_Brief_
Skip every picture while you write out the records below, from the first line through the one that contains "box: [559, 71, 581, 84]", both ends kept.

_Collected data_
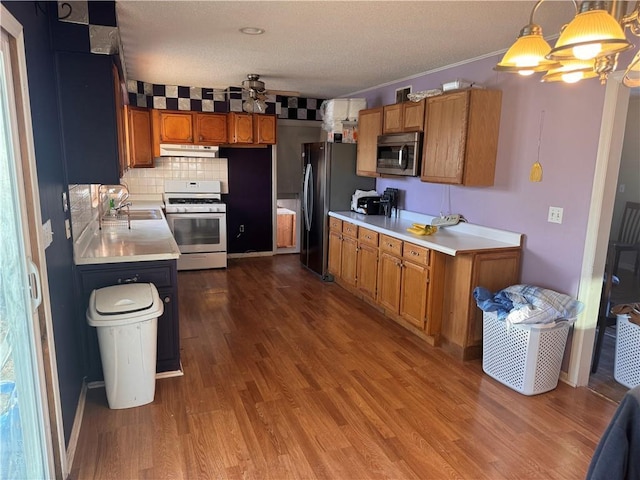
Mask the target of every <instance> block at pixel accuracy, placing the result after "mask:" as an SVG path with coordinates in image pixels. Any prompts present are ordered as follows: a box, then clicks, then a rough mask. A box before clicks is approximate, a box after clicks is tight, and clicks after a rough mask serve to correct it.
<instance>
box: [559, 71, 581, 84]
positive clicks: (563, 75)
mask: <svg viewBox="0 0 640 480" xmlns="http://www.w3.org/2000/svg"><path fill="white" fill-rule="evenodd" d="M583 77H584V75H583V73H582V72H569V73H563V74H562V81H563V82H565V83H576V82H579V81H580V80H582V79H583Z"/></svg>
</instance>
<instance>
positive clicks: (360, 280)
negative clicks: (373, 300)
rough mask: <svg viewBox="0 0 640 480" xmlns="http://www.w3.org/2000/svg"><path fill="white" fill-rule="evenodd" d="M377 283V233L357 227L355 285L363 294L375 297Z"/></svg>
mask: <svg viewBox="0 0 640 480" xmlns="http://www.w3.org/2000/svg"><path fill="white" fill-rule="evenodd" d="M377 285H378V233H377V232H374V231H373V230H369V229H368V228H364V227H360V228H358V260H357V275H356V287H357V288H358V290H360V292H362V294H363V295H366V296H367V297H369V298H371V299H374V300H375V298H376V287H377Z"/></svg>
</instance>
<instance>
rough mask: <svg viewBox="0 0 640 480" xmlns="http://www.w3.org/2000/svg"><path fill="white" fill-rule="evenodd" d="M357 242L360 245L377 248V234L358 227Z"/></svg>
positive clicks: (360, 227)
mask: <svg viewBox="0 0 640 480" xmlns="http://www.w3.org/2000/svg"><path fill="white" fill-rule="evenodd" d="M358 240H360V242H361V243H366V244H368V245H371V246H374V247H377V246H378V232H374V231H373V230H369V229H368V228H364V227H360V228H359V229H358Z"/></svg>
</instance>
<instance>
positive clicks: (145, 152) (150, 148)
mask: <svg viewBox="0 0 640 480" xmlns="http://www.w3.org/2000/svg"><path fill="white" fill-rule="evenodd" d="M124 112H125V115H126V152H127V160H128V164H129V167H131V168H137V167H153V140H152V138H153V137H152V131H151V112H150V111H149V109H147V108H139V107H131V106H129V105H127V106H125V107H124Z"/></svg>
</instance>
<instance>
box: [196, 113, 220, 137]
mask: <svg viewBox="0 0 640 480" xmlns="http://www.w3.org/2000/svg"><path fill="white" fill-rule="evenodd" d="M195 139H196V140H195V143H197V144H200V145H222V144H224V143H227V114H226V113H200V112H197V113H196V114H195Z"/></svg>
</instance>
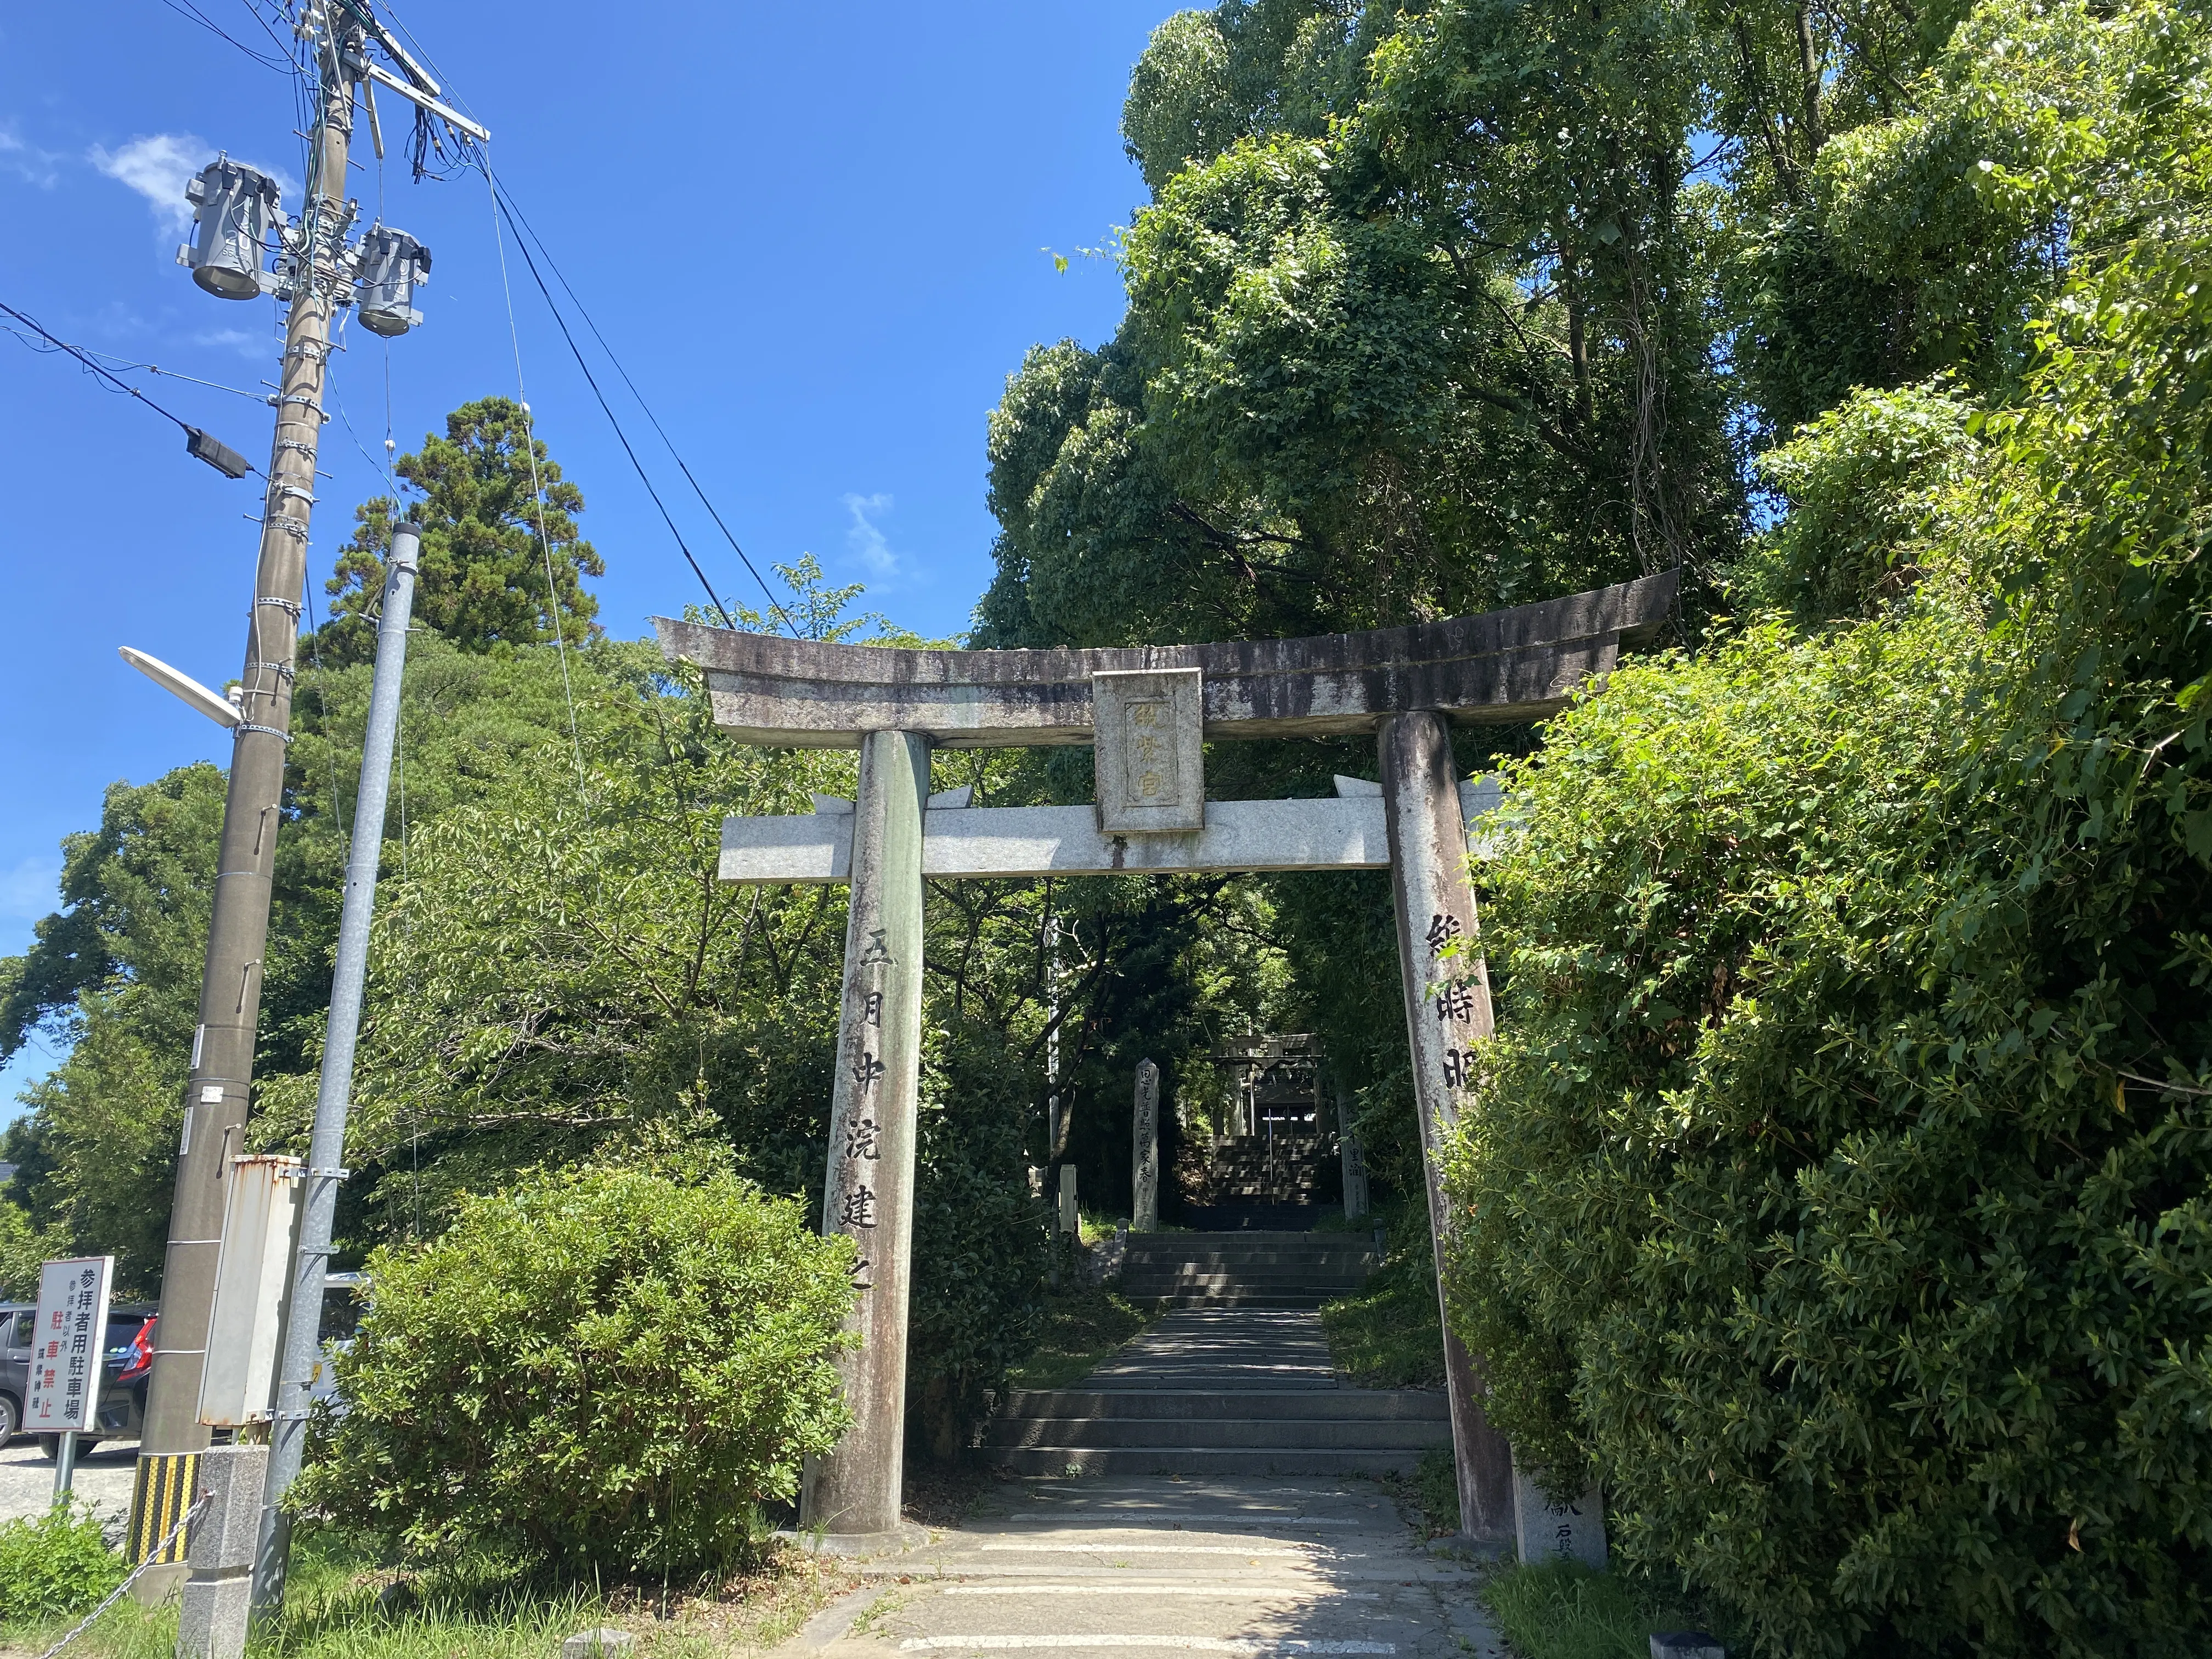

_Response area_
Mask the target of every <instance> block at pixel accuracy, placing the result after "mask:" as an SVG path with coordinates in image pixels. Any prompts present are ordered as follows: a box, then clicks, then a rough mask. A box before clicks is approximate, a box after clicks is tight, and clicks after a rough mask serve to correct it.
<instance>
box: [559, 71, 581, 84]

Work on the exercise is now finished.